As you look over the data below, please find each line where the word "dishwasher" appears, then copy it.

___ RECORDS PROVIDED

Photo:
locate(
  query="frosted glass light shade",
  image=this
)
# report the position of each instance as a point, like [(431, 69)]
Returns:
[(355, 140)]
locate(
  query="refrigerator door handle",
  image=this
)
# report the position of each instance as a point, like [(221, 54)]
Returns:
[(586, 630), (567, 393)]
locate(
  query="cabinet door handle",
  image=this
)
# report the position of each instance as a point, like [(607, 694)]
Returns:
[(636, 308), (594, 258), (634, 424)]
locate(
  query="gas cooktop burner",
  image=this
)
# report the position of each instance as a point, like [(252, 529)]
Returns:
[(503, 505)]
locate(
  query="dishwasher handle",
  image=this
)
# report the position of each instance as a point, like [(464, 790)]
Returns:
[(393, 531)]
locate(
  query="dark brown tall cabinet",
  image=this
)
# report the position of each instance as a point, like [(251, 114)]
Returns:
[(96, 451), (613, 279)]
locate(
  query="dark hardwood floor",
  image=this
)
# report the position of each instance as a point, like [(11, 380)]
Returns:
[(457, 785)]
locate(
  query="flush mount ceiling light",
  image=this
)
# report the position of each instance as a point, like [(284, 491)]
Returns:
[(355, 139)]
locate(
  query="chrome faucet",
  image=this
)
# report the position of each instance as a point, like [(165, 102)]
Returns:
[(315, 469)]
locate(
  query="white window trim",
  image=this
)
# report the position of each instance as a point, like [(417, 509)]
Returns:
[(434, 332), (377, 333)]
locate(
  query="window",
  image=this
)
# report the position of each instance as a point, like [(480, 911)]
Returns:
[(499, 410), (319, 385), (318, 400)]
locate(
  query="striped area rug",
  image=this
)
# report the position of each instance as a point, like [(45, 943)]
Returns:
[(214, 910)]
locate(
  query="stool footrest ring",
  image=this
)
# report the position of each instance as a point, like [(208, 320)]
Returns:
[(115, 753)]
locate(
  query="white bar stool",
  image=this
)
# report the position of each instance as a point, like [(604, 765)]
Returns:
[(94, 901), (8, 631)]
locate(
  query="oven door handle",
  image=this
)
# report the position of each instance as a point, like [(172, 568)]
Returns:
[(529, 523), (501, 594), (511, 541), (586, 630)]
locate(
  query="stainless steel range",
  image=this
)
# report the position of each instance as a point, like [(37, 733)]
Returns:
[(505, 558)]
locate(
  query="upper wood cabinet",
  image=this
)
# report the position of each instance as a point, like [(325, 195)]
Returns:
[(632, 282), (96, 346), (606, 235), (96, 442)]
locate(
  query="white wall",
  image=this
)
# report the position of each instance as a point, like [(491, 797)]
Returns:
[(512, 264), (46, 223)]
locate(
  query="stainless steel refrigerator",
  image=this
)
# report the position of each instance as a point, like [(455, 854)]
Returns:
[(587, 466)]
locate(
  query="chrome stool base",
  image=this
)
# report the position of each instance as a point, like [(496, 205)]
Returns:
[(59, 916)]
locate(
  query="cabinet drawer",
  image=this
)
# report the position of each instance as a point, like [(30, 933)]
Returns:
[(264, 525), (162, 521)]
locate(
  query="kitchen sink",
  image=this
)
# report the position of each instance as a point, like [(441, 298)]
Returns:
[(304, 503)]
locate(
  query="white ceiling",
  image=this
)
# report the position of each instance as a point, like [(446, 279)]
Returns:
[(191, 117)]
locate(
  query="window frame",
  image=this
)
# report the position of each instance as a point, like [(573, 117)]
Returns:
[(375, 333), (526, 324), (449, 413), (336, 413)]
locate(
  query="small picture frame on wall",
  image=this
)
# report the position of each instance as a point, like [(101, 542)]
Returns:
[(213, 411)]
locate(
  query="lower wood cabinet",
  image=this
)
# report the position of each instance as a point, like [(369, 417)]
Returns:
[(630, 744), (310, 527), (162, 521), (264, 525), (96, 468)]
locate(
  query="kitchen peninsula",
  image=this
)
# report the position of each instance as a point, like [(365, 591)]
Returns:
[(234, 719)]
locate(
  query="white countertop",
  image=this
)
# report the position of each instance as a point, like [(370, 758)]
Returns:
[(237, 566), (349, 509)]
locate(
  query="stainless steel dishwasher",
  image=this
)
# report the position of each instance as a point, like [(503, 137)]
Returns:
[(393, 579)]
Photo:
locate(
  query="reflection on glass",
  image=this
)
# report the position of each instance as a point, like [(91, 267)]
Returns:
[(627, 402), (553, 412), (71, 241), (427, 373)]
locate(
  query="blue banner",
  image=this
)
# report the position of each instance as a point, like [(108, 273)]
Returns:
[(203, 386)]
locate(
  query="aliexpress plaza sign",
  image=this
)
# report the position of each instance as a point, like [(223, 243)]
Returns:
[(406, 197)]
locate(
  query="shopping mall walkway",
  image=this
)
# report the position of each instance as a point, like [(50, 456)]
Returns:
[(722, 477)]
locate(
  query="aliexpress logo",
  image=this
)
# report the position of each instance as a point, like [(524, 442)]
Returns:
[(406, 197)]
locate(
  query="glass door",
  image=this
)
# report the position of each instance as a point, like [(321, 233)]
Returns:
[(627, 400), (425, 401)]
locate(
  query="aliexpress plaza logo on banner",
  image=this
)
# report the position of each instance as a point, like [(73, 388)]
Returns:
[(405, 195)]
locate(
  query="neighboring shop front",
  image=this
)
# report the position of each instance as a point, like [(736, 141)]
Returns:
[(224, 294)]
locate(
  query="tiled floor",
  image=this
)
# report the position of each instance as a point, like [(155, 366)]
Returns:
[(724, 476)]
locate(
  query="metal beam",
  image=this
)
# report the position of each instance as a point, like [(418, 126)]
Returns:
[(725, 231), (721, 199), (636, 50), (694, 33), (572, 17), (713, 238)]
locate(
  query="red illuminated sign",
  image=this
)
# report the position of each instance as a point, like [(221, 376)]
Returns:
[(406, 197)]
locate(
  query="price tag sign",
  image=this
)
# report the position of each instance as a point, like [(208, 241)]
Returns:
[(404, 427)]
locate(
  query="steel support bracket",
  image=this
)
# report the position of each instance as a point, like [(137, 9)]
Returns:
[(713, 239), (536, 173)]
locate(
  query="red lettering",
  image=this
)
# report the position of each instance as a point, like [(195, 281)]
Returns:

______

_RESULT OF THIS TASK:_
  query="dishwasher handle",
  query="stainless steel dishwasher",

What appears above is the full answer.